§ **ACTIVITY**
Your task is to repeat the data exactly, every line of it.

(Stored data)
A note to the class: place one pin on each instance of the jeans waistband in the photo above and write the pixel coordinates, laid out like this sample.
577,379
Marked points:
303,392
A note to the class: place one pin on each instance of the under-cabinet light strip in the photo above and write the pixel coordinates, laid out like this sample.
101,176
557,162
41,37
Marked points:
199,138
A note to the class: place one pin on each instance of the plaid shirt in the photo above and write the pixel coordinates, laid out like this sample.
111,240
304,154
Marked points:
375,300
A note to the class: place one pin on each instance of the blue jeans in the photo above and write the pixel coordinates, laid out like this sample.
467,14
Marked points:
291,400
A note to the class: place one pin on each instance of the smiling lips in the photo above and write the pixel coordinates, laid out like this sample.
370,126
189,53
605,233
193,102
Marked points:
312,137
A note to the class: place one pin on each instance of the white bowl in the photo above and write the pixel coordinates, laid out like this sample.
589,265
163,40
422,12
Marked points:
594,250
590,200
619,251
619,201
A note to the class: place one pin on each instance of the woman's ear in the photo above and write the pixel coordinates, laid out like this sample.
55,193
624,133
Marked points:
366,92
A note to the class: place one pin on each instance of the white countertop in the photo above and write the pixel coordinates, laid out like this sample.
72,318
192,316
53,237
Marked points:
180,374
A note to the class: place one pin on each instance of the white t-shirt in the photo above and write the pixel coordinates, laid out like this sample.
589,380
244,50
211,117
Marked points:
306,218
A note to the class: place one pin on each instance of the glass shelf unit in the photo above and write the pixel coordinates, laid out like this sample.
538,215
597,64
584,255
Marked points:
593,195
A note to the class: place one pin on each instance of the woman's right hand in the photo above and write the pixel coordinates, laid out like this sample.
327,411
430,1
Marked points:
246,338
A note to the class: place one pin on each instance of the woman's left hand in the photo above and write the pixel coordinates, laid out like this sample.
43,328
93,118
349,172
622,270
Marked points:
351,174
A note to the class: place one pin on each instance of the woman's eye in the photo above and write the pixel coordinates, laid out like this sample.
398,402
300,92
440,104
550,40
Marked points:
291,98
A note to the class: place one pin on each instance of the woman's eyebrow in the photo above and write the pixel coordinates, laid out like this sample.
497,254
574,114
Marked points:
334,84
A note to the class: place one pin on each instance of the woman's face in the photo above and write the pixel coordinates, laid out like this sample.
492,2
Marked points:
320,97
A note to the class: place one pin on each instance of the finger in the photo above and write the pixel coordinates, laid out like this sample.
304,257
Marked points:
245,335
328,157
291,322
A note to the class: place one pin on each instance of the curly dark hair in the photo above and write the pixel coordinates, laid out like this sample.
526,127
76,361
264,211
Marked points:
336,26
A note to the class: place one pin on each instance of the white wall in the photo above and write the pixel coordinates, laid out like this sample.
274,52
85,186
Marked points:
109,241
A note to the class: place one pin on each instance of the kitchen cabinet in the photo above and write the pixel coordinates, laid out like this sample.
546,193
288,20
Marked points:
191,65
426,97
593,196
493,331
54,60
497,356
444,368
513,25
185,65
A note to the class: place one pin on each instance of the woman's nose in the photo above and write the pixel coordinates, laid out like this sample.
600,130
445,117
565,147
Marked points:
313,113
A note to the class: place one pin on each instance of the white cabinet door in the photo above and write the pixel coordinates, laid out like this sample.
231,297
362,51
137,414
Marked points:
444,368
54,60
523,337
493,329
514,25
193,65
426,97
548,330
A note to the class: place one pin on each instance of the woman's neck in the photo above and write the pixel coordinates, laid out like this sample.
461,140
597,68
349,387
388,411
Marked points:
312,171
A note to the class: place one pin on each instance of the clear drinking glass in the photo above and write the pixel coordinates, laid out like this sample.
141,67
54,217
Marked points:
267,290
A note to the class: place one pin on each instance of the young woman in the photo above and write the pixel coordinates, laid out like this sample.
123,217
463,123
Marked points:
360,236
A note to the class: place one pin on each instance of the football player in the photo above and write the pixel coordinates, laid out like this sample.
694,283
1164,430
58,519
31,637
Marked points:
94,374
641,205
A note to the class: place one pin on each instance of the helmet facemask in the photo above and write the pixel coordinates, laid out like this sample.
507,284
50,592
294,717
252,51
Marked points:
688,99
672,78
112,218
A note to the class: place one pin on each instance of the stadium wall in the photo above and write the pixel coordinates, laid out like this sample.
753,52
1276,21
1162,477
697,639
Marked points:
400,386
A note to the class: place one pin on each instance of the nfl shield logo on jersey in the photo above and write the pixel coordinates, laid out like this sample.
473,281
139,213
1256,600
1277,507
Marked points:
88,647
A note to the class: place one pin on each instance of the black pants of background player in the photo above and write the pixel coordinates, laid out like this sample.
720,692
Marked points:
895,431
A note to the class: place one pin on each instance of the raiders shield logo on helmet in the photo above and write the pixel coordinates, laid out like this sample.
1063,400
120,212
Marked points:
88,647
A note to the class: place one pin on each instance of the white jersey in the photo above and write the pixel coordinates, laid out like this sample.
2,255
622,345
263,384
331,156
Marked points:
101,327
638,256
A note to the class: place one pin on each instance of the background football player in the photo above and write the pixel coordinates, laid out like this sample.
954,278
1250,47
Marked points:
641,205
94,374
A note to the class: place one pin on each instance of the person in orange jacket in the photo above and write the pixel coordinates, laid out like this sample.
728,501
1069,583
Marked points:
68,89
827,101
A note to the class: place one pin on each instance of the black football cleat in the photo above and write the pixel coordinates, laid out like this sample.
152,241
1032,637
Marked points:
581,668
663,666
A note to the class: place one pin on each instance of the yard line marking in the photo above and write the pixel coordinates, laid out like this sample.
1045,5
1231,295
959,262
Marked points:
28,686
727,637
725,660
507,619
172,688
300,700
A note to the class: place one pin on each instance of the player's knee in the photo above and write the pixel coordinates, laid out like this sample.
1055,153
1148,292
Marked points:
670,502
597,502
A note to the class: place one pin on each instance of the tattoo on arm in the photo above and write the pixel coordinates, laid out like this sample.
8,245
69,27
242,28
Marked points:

§ **YOUR RESPONSE**
A note to the class: place one pin on each instance of the jeans waistband in the photo above and write the pixel coordinates, laid out like this sample.
577,379
Marked points:
303,392
A note to the class: place one pin on each instance of the under-cabinet light strip in the photo above and write the pixel coordinates, laid out like this sample.
101,176
557,162
41,37
Marked points:
199,138
A note to the class: place one pin on each instance of the plaid shirt in the photo above and write the pixel coordinates, laid out like this sample.
111,240
304,154
Marked points:
375,300
A note to the class: place one pin on each instance of the blue jeans in the photo above and write the pixel coordinates, laid out like this sample.
467,14
Marked points:
291,400
A note to the class: place one pin on each instance of the smiling lips in the photo above and write the pixel coordinates, laid out like this sample.
370,126
189,53
605,233
193,102
Marked points:
312,137
A note to the class: place one pin on each instance of the white bowl in the photo above and write the pixel coordinates, laid out like this sample.
589,265
163,40
422,12
Marked points:
594,250
590,200
619,251
619,201
A note to the class: place one pin on each instance of the woman's ear in the photo above and write the pixel coordinates, laid out like this sample.
55,193
624,133
Marked points:
366,92
A note to the class: place one pin on each instance of the white countertop in the photo above and write the pixel coordinates, laid out like this sample.
72,318
192,316
53,237
Marked points:
180,374
A note to the class: place one pin on each instance of the white t-shirt in the photo above and write the pixel coordinates, laid out like this sample.
589,380
244,50
211,117
Marked points:
306,218
A note to the class: place one pin on each instance of the glass shelf unit in the photo above and write the pixel coordinates, laid out like this sample.
538,215
597,64
584,255
Marked points:
593,195
A note to the class: place one pin on each instance of the woman's right hand in the photo above and write the pixel coordinates, laid out like this sample.
327,411
430,1
Marked points:
246,338
A note to the class: place one pin on each instance of the woman's left hand in the photo above and write the pixel coordinates, laid out like this sample.
43,328
93,118
349,172
622,270
Marked points:
351,174
A note to the class: place one pin on each instance of the woman's eye in the photo above and write the pixel coordinates, laid out like this sample.
398,402
300,92
440,104
550,40
Marked points:
291,98
A note to the class: place one pin on each instance of the woman's eyebrow in the photo above and write the pixel coordinates, laid out like this sample.
497,254
574,114
Marked points:
334,84
A note to the class: place one pin on each instance of the woman's face in the photo above and write the pixel coordinates, laid out like this sample.
492,2
Marked points:
320,97
A note to the class: place one pin on each instance of the finger in the photo above and write the pixel coordinates, laid out like this sample.
304,257
Marked points:
245,335
328,157
291,322
A note to the class: place one pin on each instance of the curly dark hair in the photo above and write the pixel coordinates, laid out like this sample.
526,127
76,361
264,211
Marked points:
336,26
A note to the class: place one pin on each instance of the white wall in the photo above and write the pixel coordinates, laid out like this sample.
274,52
85,186
Marked points:
109,241
A note to the class: place one pin on each instance of the kitchen cabinet in the photo above and write the pixel coordinates, laid out like this sample.
546,193
288,20
Marked points:
191,65
426,97
593,196
493,331
54,60
497,356
444,368
513,25
185,65
A note to the class: place one pin on each instance of the woman's nose in the photo above and write the pixel coordinates, laid out like this sample.
600,130
445,117
565,147
Marked points:
313,113
A note to the class: place one pin on each instance of the white cabinet door in the photo above and write the pixel coordinates, laid out like this sample.
231,297
362,51
137,414
Marked points:
444,368
54,60
523,337
493,329
514,25
193,65
426,97
548,330
A note to the class: place one pin on each instance of the woman's neck in the photo above and write the pixel coordinates, laid out like this sample.
461,140
597,68
349,387
388,411
Marked points:
312,171
A note to the class: place one pin on each instance of the clear drinking glass in the photo above and write the pixel coordinates, laid out like this sample.
141,67
54,217
Marked points:
267,290
A note to the class: place one pin on each instance of the young woman in the photo above and write the pixel coordinates, laid out like this sample.
123,217
463,123
Marked points:
360,236
A note to the class: place one pin on each instance of the football player in the photo above and write the pixel coordinates, laid out like this sample.
694,283
1164,430
58,519
31,637
Marked points:
94,374
641,205
A note to the class: place one pin on each instance of the helmet facemask in the photo above and write the pixel coordinates, laid out like this sample.
507,284
50,592
294,717
252,51
Marked points:
688,99
672,78
112,218
A note to the class: place one pin on each instance of the stadium wall in the photo above and write the pixel coordinates, laid out like this sample.
753,52
1276,21
1162,477
697,639
Marked points:
400,386
A note to the class: place one pin on each instance of the nfl shield logo on jersey in the photo above and write the pixel coordinates, laid out like this sample.
473,281
139,213
1256,600
1277,507
Marked points:
88,647
A note to the class: place one pin on each instance of the black pants of background player in the photo above and write the pixel coordinates, laid out like this sample.
720,692
Marked points:
895,431
A note to the class: place one pin on each instance of the raiders shield logo on helmet in the photo above and write the pixel coordinates, laid out like this sample.
1063,400
120,212
Marked points:
88,647
A note to the class: place one pin on each instance of the white jersey in the photo above and write the pixel coordinates, laid out like this sample.
2,255
622,345
263,384
331,156
Marked points:
101,327
638,256
A note to the class: place one pin on each instance of the background football player in the photo above and write the pixel coordinates, laid out like this sample.
954,278
1250,47
Marked points:
641,205
94,374
A note to the class: place one pin on each instance of the person in orange jacket in the photo above and write the pixel coordinates, laid out like this sample.
728,501
1069,583
Marked points:
68,89
827,101
A note to the class: place one pin on each instance of the black football cleat in the photo above and write the pixel coordinates, laid out like this sample.
152,241
1032,637
Marked points:
581,668
663,666
A note to the class: place one pin on each instance of the yard line marking in the photo above and write the pixel coordinates, laid out like this sample.
1045,5
1231,295
959,262
Marked points:
28,686
727,637
725,660
507,619
172,688
300,700
A note to the class: place one pin on each instance of the player's knee in the photo above and write the pixel coordinates, laid out like this sample.
1055,153
1148,292
Marked points:
670,502
597,502
A note to the class: place one pin on each instance of the tattoo on arm in the photo above and write the pixel coordinates, laid out like this sample.
8,245
69,27
242,28
Marked points:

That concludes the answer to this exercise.